EXERCISE REQUIREMENTS
Send back the entries below exactly as they appear.

━━━━━━━━━━

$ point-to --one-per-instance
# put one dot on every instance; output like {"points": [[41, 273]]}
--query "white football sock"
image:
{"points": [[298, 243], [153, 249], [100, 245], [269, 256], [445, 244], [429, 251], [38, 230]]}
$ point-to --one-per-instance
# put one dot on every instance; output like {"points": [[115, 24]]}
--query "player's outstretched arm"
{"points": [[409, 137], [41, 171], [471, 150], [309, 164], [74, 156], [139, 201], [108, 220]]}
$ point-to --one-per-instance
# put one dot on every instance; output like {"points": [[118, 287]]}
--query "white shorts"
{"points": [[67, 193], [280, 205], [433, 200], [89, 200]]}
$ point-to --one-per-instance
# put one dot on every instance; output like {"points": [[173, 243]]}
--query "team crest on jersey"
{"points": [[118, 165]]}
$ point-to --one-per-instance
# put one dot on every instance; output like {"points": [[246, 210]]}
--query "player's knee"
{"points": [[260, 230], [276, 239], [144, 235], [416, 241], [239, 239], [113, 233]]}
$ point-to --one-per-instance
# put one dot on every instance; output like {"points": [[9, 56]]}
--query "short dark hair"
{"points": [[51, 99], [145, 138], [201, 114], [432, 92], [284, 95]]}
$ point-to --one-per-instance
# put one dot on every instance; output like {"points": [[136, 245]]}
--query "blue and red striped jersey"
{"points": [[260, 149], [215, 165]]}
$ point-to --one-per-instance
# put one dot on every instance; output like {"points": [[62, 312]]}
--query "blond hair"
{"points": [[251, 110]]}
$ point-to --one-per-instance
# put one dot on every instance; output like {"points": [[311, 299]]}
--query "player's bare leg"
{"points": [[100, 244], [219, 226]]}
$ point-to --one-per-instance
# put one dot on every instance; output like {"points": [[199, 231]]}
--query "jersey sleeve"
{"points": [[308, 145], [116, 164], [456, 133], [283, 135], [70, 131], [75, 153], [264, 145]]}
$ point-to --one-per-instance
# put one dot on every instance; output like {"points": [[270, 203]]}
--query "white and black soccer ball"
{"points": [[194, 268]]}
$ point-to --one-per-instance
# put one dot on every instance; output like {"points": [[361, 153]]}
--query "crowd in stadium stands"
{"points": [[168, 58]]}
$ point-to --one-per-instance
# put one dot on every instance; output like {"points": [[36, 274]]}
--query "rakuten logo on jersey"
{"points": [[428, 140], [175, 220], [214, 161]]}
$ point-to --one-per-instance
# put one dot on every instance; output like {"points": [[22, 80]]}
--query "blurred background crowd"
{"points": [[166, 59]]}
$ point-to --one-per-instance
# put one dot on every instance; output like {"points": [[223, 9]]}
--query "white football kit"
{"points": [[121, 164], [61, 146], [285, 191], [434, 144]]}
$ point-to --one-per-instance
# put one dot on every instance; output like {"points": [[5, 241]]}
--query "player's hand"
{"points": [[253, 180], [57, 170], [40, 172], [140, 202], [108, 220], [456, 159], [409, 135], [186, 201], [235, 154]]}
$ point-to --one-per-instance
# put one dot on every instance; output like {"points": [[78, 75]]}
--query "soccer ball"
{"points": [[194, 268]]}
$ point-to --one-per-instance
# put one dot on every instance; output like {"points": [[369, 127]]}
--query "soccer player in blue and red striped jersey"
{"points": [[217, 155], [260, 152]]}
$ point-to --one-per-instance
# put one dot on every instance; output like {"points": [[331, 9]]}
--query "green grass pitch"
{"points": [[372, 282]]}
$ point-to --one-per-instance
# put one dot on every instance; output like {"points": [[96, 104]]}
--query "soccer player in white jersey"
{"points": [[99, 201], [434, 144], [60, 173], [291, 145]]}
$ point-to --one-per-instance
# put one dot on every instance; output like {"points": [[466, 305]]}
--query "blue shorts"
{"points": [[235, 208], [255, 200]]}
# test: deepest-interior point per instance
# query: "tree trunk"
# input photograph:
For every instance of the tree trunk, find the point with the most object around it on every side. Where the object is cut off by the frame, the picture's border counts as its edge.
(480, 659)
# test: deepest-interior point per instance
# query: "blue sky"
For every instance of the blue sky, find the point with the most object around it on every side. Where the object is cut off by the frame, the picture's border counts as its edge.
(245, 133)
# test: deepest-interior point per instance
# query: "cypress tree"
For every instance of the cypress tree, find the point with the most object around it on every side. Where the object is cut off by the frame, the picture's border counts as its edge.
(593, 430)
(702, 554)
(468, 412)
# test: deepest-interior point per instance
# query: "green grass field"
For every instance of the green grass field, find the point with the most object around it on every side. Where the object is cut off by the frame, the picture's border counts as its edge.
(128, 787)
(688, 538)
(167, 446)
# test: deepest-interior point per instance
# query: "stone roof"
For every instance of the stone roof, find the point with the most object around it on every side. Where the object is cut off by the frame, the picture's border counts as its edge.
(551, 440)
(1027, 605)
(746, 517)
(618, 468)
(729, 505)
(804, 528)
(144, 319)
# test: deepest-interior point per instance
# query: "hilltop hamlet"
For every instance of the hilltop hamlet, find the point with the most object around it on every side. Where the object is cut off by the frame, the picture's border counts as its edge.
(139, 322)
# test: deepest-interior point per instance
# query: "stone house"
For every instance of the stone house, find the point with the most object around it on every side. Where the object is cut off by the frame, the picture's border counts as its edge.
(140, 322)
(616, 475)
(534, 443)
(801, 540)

━━━━━━━━━━

COMPLETED EXERCISE
$ point-to --one-per-instance
# put one dot on every instance; output like {"points": [[41, 273]]}
--query "white football sock"
image:
{"points": [[298, 243], [153, 249], [100, 245], [269, 256], [445, 244], [429, 251], [38, 230]]}
$ point-to --one-per-instance
# put one dot on every instance; output like {"points": [[115, 24]]}
--query "player's outstretched arm"
{"points": [[409, 137], [41, 171], [471, 150], [309, 164], [74, 156], [139, 201], [108, 220]]}
$ point-to --one-per-instance
# put one dot on every instance; output like {"points": [[118, 287]]}
--query "white shorts"
{"points": [[67, 193], [280, 205], [433, 200], [89, 200]]}
$ point-to --one-per-instance
# put one dot on every instance; output like {"points": [[173, 243]]}
--query "team crest on jersey"
{"points": [[118, 165]]}
$ point-to --one-per-instance
# put one dot on every instance; output like {"points": [[246, 210]]}
--query "player's knee"
{"points": [[260, 230], [276, 239], [144, 235], [416, 241], [239, 239], [113, 233]]}
$ point-to --one-per-instance
# put one dot on every instance; output like {"points": [[9, 56]]}
--query "short dark hair"
{"points": [[51, 99], [145, 138], [201, 114], [432, 92], [284, 95]]}
$ point-to --one-per-instance
# put one dot on every instance; output like {"points": [[136, 245]]}
--query "blue and red striped jersey"
{"points": [[260, 149], [215, 165]]}
$ point-to --one-per-instance
# put one dot on every instance; output like {"points": [[62, 312]]}
--query "blond hair"
{"points": [[251, 110]]}
$ point-to --one-per-instance
# put one dot on every instance; output like {"points": [[311, 299]]}
--query "player's bare leg"
{"points": [[100, 244], [219, 226]]}
$ point-to --one-per-instance
# put one dot on every instance; output like {"points": [[199, 231]]}
--query "jersey sleeve"
{"points": [[308, 145], [116, 164], [456, 133], [283, 135], [70, 131], [75, 153], [264, 145]]}
$ point-to --one-per-instance
# put one dot on every instance; output like {"points": [[270, 203]]}
--query "white and black soccer ball"
{"points": [[194, 268]]}
$ point-to --one-per-instance
# put one dot on every instance; output like {"points": [[361, 153]]}
--query "crowd in stadium stands"
{"points": [[168, 58]]}
$ point-to --one-per-instance
# put one dot on every instance; output like {"points": [[36, 274]]}
--query "rakuten logo on jersey"
{"points": [[428, 140], [175, 220], [214, 161]]}
$ point-to --one-per-instance
# put one dot on every instance; output like {"points": [[22, 80]]}
--query "blurred background crowd"
{"points": [[166, 59]]}
$ point-to --one-per-instance
# put one dot on every instance; output like {"points": [[223, 9]]}
--query "white football kit"
{"points": [[121, 164], [61, 146], [285, 191], [434, 144]]}
$ point-to --one-per-instance
# put one dot on every instance; output like {"points": [[5, 241]]}
--query "player's hand"
{"points": [[253, 180], [57, 170], [40, 172], [140, 202], [108, 220], [456, 159], [409, 135], [186, 201], [235, 154]]}
$ point-to --one-per-instance
# put one dot on every instance; output like {"points": [[78, 75]]}
--query "soccer ball"
{"points": [[194, 268]]}
$ point-to --one-per-instance
# put one dot on every instance; output like {"points": [[369, 127]]}
--query "soccer player in blue and red striped jersey"
{"points": [[217, 155], [260, 152]]}
$ point-to --one-per-instance
# put one dot on every instance; output like {"points": [[331, 9]]}
--query "green grass pitch"
{"points": [[372, 282]]}
$ point-to --one-per-instance
# put one dot on every instance; output like {"points": [[96, 104]]}
--query "soccer player in white jersey"
{"points": [[99, 201], [434, 144], [60, 173], [291, 145]]}
$ point-to --one-per-instance
# put one dot on every instance; output like {"points": [[466, 305]]}
--query "blue shorts"
{"points": [[235, 208], [255, 200]]}
# test: deepest-interior point per instance
# query: "tree trunk"
# input photograph:
For every instance of the tree trunk, find the point with the most object around it on every side. Where the object is cut off by the frame, the picture's border counts as its edge.
(480, 659)
# test: deepest-interior point per instance
# query: "blue sky"
For every instance of the blue sky, find the point with the most object around it on every side. Where the object is cut off by the frame, the picture's border counts as its edge.
(245, 133)
# test: deepest-interior point per instance
# query: "cypress tree"
For every instance of the cypress tree, find the point with the most object around it on every side. Where the object is cut off by the frame, the picture's border counts as its edge.
(593, 430)
(702, 554)
(468, 412)
# test: deepest-interior point per instance
# query: "green grass field"
For every instance of the green grass field, find the point with the most object around it on every side. Where the object is cut off by the frame, the picture's border counts as its edge.
(128, 787)
(688, 538)
(167, 446)
# test: deepest-interior point per instance
# query: "stone roof"
For every instance of the stone roof, find the point with the most object around it on every side. Where the object is cut off by the frame, the picture's border counts as its edge.
(551, 440)
(1027, 605)
(746, 517)
(618, 468)
(729, 505)
(804, 528)
(144, 319)
# test: deepest-interior point per instance
# query: "hilltop hamlet"
For every instance of the hilltop hamlet, find the point with the most object around it on every side. Where the object is cut off by the frame, the picture's border counts as its edge.
(139, 322)
# test: deepest-interior point per instance
# query: "stone house"
For every instance of the stone house, find the point with the most object around it on every side. Where the object is cut off by the frame, the picture's border counts as its edge.
(140, 322)
(616, 475)
(534, 443)
(801, 540)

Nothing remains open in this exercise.